### 課題の目的
吉川のアルバムについての文章から、「本作において吉川はBOØWY」を含む箇所を書き出しとし、「いたとも述べている[16]。」の直後で止めて、その範囲を一字も変えずに書き写しなさい。

### 読むための抜粋

>>>>

本作において吉川はBOØWY所属の布袋寅泰をギタリストとして起用[16]。吉川が初めて布袋と会ったのは1985年頃であり、ギタリストである友人の鈴木賢司が六本木のレコーディング・スタジオに連れてきたのが初顔合わせとなった[18]。布袋は差し入れとしてバーボン・ウイスキーを持参し、吉川は布袋に対して「気が利く人だなと思ったのと、デカッ! っていうのが第一印象」と述べた他、自身より長身の人物にあまり会ったことがない吉川は「上を向いてしゃべるのがちょっと気に喰わなかった」と述べている[18]。その後布袋は度々スタジオを訪れるようになり、複数回のセッションを経て「ちょっとギター、弾いてみる?」と吉川が提案したことから本作への参加が決定した[18]。しかし他の手練れのスタジオ・ミュージシャンの中において布袋は浮いた存在であり、またテンション・コードを多用する後藤の音楽性は布袋のギター・ワークとは全く異なるものであった[16]。後藤の演奏するベースの音には並大抵のギター演奏では対抗できないため、布袋はギターのコードブックまで持ち込んでいたという[16]。吉川はそれが功を奏したと述べており、布袋のギター演奏を「ガキガキしちゃって、ゴリゴリしちゃって」と例えた上で絶賛している[16]。当時の吉川はテレビ出演を極力減らしてコンサートツアーを主体にしていく土台が出来上がった頃であると述べた上で、トータルで自身の色を表現できた初めての作品が本作であると述べている[16]。歌入れに関して吉川は「アクセント状態からはほぼ抜け出てるんじゃないかな」と述べ、当時は吉川自身の意思により一貫して感情を表に出さない歌い方をしていたとも述べている[16]。
吉川は1993年の時点で本作を「今まで出したアルバムの中で一番か二番ってくらい好きなアルバム」と述べており、また本作リリース以降でファン層が著しく変化したことについて「一、二枚目を聴いている人は、こんなの聴かないよね」とも述べている[16]。当時の吉川は「自分の許容範囲でそろそろ自分を動かしていきたい」との思いがあり、デビュー・アルバムの売り上げ枚数が30万枚程度であったが、その売り上げを半分に落としても自身の行動力を増加させたいと考えていた[16]。売り上げ枚数が大きいほど周囲の人物から口を出されることから、売れなくなることで所属事務所を退所できると考え、正攻法から外れた行為ばかりを行っていたと後に述懐している[16]。
本作は1986年2月21日にSMSレコードからLPおよびCT、CDの3形態でリリースされた。本作からは同年1月1日に「キャンドルの瞳」が先行シングルとしてリリースされた他、3月21日に吉川主演第3作となる映画『テイク・イット・イージー』(1986年)の主題歌として使用された「MODERN TIME」、6月21日に12インチシングルとして「NERVOUS VENUS」がリリースされた。本作ではアルバムの先着購入特典として、B2サイズのポスターが進呈された。また本作と前年にリリースされたライブ・ビデオ『'85 JAPAN TOUR FINAL IN 東京昭和記念公園』とシングル「キャンドルの瞳」に付いているKojiマークを切り取り、3枚1組で応募すると、抽選で2000名にB0サイズ・特大ポスターがプレゼントされた[19]。

<<<<

### 与えられたデータ
>>>>

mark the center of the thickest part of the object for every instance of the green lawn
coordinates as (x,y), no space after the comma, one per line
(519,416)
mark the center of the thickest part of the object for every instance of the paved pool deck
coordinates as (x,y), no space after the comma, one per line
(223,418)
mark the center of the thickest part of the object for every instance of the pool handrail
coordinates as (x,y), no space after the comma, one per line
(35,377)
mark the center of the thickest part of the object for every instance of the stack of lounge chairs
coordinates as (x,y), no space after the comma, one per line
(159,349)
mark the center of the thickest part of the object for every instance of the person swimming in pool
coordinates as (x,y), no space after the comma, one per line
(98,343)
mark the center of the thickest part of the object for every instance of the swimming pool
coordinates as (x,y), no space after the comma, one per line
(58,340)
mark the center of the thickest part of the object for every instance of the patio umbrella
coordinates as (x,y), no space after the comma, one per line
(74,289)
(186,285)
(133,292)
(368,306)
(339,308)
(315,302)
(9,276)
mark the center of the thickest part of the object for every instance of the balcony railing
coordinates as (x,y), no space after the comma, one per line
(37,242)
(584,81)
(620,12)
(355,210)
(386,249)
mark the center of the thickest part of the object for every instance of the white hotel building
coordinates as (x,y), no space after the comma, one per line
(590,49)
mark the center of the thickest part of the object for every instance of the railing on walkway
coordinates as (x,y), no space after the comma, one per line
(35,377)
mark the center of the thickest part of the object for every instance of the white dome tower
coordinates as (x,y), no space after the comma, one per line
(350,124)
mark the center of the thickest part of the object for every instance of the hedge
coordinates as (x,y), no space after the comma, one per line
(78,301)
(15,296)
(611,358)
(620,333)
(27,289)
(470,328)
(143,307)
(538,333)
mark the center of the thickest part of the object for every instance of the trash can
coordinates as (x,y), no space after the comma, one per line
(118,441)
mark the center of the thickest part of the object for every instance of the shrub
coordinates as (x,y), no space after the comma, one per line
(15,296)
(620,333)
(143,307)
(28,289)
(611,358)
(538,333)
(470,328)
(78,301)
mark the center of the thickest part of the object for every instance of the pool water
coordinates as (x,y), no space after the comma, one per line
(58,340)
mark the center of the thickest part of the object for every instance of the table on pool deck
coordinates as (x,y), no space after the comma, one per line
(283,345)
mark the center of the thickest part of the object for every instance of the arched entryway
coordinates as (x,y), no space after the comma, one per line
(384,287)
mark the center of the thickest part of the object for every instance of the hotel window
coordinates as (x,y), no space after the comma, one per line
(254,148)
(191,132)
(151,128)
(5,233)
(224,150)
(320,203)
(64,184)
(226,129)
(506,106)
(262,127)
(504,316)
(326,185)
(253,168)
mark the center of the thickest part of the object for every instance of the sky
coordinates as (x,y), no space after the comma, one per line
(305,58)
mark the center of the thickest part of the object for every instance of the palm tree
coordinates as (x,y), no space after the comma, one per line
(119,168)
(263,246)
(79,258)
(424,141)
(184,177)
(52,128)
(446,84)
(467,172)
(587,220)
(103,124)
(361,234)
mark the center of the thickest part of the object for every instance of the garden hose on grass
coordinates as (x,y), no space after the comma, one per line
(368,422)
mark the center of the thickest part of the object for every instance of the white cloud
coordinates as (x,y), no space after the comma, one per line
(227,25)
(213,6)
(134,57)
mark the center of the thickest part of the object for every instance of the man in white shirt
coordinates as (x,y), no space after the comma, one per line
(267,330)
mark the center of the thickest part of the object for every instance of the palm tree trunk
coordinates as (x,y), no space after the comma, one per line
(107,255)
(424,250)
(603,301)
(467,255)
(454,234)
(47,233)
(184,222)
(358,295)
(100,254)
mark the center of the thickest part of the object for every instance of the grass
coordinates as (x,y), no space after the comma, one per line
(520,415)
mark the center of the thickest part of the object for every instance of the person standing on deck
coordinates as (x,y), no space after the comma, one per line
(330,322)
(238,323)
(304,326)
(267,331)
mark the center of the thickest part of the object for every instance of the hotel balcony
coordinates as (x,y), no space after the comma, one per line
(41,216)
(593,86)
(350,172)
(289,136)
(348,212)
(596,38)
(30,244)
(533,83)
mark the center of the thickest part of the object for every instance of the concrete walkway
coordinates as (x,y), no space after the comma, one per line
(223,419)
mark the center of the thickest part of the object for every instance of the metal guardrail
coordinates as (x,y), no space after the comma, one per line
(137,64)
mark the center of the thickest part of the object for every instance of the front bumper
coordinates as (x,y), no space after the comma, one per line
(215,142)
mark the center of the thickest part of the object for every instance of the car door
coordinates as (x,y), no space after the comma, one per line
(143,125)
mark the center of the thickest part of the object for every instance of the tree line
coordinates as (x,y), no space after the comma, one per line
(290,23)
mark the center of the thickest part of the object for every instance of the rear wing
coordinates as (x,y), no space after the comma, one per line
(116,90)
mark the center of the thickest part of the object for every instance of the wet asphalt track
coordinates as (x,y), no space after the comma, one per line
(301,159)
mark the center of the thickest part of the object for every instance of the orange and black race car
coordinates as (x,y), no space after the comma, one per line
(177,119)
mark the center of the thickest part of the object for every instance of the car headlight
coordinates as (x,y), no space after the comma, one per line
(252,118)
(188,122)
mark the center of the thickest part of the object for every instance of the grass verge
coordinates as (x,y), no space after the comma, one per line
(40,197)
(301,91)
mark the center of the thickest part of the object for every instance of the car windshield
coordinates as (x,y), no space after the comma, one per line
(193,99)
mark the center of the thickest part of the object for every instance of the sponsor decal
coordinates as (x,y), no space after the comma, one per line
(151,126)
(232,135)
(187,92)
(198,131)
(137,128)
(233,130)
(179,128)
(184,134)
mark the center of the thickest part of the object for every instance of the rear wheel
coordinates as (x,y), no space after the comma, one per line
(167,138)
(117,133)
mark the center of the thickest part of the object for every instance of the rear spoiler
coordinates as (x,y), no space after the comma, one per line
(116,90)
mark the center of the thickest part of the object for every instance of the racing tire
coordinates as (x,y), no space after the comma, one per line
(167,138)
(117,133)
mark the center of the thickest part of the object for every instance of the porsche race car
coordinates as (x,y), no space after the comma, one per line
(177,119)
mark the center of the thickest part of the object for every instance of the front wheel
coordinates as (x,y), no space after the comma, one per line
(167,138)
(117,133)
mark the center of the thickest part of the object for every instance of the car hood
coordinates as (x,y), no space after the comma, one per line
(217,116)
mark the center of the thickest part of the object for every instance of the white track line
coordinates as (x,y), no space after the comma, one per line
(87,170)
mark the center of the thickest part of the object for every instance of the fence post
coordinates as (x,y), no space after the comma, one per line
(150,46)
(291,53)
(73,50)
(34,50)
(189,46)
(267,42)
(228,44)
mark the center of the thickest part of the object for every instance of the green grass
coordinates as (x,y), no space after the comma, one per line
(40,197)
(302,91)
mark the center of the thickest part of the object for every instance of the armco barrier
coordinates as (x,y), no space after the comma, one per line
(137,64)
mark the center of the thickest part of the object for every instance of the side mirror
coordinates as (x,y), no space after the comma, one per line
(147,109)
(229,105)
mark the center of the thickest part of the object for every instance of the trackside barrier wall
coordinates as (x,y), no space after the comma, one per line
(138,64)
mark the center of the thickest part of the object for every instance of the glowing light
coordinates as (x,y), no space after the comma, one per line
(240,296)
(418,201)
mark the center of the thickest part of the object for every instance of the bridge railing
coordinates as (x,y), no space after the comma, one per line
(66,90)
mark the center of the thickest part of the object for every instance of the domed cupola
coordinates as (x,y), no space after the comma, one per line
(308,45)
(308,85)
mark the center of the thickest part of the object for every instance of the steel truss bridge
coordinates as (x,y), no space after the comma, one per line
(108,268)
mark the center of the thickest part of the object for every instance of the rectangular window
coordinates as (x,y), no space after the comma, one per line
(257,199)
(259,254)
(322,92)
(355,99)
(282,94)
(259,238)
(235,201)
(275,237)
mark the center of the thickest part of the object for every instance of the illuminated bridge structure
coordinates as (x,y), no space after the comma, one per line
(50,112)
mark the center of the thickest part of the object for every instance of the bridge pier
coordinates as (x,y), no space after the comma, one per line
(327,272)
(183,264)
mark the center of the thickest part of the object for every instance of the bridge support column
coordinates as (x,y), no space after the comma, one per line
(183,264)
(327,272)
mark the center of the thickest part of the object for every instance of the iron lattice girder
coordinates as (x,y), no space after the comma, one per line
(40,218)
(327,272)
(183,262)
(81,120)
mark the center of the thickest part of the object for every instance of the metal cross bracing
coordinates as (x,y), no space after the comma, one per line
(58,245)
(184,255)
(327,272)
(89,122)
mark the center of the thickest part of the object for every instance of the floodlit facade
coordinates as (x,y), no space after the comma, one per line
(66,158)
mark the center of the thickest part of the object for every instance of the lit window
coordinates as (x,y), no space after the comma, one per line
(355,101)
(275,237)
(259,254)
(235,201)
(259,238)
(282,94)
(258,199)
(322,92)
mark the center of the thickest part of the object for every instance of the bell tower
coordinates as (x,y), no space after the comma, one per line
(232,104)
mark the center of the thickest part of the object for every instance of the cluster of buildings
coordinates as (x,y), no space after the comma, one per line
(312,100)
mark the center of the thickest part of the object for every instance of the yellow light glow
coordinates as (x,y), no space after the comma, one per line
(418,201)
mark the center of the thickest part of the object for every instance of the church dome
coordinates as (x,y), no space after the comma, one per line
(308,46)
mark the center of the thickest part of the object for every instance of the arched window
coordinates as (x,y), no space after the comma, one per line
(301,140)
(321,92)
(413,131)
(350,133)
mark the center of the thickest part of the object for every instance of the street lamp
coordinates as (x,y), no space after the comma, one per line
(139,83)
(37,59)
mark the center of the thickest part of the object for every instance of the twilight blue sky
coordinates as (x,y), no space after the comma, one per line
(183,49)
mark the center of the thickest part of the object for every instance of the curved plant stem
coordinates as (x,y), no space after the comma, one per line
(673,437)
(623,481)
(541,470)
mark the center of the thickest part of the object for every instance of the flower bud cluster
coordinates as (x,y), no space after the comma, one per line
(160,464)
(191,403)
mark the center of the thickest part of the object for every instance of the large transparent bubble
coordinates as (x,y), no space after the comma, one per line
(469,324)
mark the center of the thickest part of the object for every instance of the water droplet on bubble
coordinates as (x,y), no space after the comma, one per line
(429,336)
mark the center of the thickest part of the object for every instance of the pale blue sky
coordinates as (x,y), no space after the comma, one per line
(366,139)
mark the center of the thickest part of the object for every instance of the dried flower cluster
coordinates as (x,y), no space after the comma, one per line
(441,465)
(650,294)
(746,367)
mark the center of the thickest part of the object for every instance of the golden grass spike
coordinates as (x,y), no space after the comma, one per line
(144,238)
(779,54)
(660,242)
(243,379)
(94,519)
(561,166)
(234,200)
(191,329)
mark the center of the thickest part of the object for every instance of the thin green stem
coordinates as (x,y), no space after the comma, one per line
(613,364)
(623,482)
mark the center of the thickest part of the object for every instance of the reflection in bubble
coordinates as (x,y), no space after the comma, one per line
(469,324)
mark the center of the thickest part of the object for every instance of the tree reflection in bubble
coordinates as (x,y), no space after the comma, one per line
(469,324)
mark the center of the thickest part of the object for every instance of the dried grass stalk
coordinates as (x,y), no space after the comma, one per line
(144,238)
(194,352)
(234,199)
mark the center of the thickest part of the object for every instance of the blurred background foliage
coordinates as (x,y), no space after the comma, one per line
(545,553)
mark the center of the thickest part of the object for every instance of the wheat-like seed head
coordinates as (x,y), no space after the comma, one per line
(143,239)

<<<<

### 課題の解答
本作において吉川はBOØWY所属の布袋寅泰をギタリストとして起用[16]。吉川が初めて布袋と会ったのは1985年頃であり、ギタリストである友人の鈴木賢司が六本木のレコーディング・スタジオに連れてきたのが初顔合わせとなった[18]。布袋は差し入れとしてバーボン・ウイスキーを持参し、吉川は布袋に対して「気が利く人だなと思ったのと、デカッ! っていうのが第一印象」と述べた他、自身より長身の人物にあまり会ったことがない吉川は「上を向いてしゃべるのがちょっと気に喰わなかった」と述べている[18]。その後布袋は度々スタジオを訪れるようになり、複数回のセッションを経て「ちょっとギター、弾いてみる?」と吉川が提案したことから本作への参加が決定した[18]。しかし他の手練れのスタジオ・ミュージシャンの中において布袋は浮いた存在であり、またテンション・コードを多用する後藤の音楽性は布袋のギター・ワークとは全く異なるものであった[16]。後藤の演奏するベースの音には並大抵のギター演奏では対抗できないため、布袋はギターのコードブックまで持ち込んでいたという[16]。吉川はそれが功を奏したと述べており、布袋のギター演奏を「ガキガキしちゃって、ゴリゴリしちゃって」と例えた上で絶賛している[16]。当時の吉川はテレビ出演を極力減らしてコンサートツアーを主体にしていく土台が出来上がった頃であると述べた上で、トータルで自身の色を表現できた初めての作品が本作であると述べている[16]。歌入れに関して吉川は「アクセント状態からはほぼ抜け出てるんじゃないかな」と述べ、当時は吉川自身の意思により一貫して感情を表に出さない歌い方をしていたとも述べている[16]。